What is needed:
Reproduce the lines below word for word, from the line that contains "man's hand as a single point per instance." down through the last line.

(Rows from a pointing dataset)
---------------

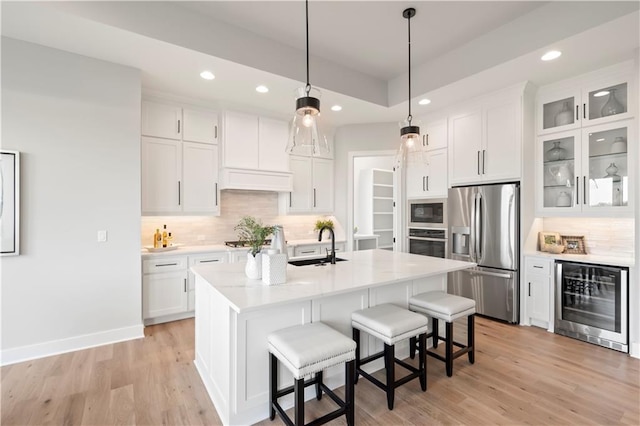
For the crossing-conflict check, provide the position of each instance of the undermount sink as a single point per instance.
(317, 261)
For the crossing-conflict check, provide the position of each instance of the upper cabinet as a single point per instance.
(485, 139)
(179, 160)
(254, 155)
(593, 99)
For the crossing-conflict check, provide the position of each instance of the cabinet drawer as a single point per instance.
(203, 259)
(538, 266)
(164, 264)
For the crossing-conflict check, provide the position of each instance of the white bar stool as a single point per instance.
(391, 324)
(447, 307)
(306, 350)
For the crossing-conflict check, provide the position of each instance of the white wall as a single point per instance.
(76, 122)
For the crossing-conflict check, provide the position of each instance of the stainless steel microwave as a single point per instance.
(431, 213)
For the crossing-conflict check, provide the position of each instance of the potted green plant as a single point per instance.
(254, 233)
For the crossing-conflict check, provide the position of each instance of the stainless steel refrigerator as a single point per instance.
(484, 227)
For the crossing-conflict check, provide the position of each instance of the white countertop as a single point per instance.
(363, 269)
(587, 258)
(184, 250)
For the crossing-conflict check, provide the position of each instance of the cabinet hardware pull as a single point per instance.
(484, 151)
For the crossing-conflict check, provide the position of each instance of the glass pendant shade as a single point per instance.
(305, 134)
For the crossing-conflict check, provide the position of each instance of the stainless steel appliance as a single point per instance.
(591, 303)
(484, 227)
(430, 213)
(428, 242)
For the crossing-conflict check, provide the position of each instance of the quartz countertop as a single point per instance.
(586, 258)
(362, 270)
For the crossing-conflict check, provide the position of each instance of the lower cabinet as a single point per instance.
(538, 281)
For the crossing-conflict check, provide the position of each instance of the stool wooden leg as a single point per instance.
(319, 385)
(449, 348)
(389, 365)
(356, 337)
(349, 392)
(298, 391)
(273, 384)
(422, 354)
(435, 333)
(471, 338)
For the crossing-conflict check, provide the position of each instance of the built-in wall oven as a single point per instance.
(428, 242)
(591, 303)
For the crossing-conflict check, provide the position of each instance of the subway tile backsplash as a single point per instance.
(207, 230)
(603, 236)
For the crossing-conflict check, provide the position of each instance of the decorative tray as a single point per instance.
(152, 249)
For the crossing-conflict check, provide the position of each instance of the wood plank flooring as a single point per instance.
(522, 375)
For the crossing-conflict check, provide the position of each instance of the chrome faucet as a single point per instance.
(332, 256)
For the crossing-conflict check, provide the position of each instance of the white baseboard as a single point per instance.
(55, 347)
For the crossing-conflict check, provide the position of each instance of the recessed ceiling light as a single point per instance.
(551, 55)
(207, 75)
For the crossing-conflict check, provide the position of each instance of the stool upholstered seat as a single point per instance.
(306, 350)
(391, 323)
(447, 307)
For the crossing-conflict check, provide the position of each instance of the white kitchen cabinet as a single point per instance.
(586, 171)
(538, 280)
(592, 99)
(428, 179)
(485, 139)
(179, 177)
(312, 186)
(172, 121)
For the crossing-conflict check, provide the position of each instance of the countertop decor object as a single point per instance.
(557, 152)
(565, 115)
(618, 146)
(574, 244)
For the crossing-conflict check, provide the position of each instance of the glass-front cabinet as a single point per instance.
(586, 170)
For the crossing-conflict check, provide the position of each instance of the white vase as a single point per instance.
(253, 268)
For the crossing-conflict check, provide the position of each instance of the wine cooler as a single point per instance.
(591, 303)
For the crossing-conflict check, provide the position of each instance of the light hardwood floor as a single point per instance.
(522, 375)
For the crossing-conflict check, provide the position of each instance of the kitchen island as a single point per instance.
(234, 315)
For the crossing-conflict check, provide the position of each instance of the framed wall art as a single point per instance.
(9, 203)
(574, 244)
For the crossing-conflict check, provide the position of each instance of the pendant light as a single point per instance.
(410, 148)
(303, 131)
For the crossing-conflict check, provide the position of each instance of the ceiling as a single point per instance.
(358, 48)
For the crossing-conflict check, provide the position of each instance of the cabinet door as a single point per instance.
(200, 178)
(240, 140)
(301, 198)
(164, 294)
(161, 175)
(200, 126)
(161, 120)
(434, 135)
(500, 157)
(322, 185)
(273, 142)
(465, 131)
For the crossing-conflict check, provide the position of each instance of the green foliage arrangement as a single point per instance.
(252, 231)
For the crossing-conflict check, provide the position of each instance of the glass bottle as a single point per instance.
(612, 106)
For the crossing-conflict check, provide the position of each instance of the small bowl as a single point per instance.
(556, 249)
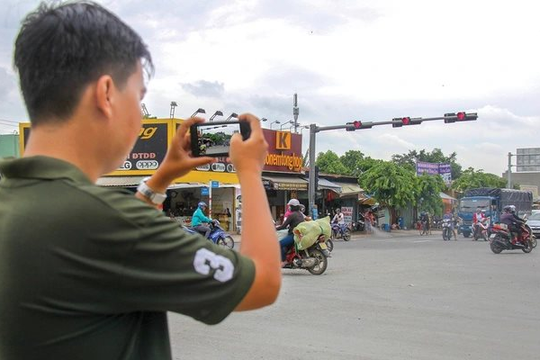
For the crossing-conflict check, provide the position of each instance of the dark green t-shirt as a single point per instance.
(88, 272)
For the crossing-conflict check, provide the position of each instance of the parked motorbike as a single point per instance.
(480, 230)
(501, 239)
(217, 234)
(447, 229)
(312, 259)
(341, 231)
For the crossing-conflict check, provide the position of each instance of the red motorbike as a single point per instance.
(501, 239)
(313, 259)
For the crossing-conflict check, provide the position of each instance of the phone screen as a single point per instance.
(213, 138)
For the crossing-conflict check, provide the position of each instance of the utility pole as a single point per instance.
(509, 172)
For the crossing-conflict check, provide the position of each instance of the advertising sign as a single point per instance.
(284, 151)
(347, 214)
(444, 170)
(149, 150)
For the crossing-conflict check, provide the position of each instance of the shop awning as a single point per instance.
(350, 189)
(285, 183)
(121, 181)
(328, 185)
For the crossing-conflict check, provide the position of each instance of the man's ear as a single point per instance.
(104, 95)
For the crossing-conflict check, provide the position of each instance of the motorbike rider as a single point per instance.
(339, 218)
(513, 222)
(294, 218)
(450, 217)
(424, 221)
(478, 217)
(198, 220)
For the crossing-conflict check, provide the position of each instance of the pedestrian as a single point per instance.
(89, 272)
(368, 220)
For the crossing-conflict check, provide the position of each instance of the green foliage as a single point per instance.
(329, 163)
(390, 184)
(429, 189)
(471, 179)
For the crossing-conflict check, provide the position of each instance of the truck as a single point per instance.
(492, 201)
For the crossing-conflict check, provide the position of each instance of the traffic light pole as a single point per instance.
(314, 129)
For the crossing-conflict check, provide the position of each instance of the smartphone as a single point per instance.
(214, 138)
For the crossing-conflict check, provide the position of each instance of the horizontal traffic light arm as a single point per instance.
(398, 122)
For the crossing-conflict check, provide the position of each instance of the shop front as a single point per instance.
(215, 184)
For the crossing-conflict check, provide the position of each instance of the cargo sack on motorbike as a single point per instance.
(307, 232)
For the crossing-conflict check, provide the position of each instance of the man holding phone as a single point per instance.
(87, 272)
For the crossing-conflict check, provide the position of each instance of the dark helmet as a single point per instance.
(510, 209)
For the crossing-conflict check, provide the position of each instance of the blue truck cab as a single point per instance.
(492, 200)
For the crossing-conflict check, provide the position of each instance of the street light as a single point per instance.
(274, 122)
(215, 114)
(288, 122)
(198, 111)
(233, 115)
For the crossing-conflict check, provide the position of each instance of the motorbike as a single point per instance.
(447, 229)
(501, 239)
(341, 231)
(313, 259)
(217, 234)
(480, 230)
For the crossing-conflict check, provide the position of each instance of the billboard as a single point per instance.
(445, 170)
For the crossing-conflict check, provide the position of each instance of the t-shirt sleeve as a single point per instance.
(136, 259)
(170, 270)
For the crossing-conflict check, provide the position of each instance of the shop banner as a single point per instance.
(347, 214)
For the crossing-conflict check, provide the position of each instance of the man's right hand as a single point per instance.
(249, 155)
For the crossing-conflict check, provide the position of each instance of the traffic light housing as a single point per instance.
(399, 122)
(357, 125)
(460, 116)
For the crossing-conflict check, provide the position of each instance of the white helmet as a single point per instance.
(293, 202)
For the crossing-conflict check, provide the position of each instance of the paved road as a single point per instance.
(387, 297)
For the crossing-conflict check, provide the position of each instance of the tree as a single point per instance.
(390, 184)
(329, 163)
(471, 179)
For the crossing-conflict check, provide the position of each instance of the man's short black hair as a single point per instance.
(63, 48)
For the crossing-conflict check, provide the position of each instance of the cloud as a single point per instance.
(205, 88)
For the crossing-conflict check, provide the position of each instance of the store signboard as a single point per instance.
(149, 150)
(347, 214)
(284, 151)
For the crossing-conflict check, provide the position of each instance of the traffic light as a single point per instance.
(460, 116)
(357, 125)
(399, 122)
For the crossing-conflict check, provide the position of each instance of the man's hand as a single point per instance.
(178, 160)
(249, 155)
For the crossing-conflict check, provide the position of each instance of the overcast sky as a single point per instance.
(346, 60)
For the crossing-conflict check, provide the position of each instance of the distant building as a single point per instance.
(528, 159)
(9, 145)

---------------

Reply:
For the crossing-conflict check, provide the position of each instance of the man's hand as a single point per instance.
(178, 160)
(249, 155)
For the crossing-conflict check, provide the position of each instance of the overcast sky as a single point per instance.
(346, 60)
For the crossing-conflict check, provide the position of each instance of the distant building as a single point per instance.
(528, 159)
(9, 145)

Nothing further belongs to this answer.